■ **EXERCISE**
Every line below that mentions the word "like" should be copied out.

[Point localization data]
^^^^

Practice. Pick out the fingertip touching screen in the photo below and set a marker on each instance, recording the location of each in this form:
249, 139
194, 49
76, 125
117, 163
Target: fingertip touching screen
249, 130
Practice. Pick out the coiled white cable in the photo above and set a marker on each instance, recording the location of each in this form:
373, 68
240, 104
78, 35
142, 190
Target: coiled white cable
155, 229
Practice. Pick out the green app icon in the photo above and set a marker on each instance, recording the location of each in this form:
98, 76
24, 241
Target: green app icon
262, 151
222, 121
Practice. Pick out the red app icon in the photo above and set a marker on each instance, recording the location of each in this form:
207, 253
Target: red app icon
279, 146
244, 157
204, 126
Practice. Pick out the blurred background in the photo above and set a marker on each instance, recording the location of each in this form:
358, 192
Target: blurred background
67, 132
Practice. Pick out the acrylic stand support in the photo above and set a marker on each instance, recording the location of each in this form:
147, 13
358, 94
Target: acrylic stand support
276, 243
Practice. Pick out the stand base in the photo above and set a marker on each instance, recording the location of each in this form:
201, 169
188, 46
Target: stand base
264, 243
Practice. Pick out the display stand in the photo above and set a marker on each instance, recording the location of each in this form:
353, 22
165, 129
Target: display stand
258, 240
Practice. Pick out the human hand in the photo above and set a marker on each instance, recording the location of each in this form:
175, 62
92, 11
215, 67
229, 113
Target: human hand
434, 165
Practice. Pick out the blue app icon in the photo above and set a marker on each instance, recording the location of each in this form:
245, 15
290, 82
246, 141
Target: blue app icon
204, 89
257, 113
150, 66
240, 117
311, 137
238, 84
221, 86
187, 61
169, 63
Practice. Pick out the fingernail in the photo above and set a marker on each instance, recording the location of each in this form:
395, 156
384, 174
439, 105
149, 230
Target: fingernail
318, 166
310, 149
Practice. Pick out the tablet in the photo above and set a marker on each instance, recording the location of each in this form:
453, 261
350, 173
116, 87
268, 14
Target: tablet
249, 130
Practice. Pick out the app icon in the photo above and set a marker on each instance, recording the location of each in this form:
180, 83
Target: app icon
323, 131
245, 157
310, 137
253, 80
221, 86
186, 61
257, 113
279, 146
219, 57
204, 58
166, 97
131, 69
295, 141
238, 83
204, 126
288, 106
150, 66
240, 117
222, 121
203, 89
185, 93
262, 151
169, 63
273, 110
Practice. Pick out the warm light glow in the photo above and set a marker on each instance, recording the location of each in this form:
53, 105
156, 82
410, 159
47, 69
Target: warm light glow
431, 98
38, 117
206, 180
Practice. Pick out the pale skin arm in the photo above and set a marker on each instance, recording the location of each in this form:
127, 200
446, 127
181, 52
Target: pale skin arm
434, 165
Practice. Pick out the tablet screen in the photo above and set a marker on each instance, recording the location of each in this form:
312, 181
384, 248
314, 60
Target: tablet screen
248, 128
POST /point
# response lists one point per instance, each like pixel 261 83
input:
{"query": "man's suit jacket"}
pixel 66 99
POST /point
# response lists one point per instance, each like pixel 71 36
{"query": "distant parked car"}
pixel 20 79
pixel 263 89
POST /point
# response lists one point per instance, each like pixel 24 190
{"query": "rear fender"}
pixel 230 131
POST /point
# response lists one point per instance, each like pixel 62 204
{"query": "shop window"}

^^^^

■ **FINISHED TASK**
# response lists one point per instance, each like pixel 261 83
# response lists one point per instance, each like pixel 71 36
# response lists one point per instance, each like pixel 24 190
# response lists one point per instance, each like pixel 62 204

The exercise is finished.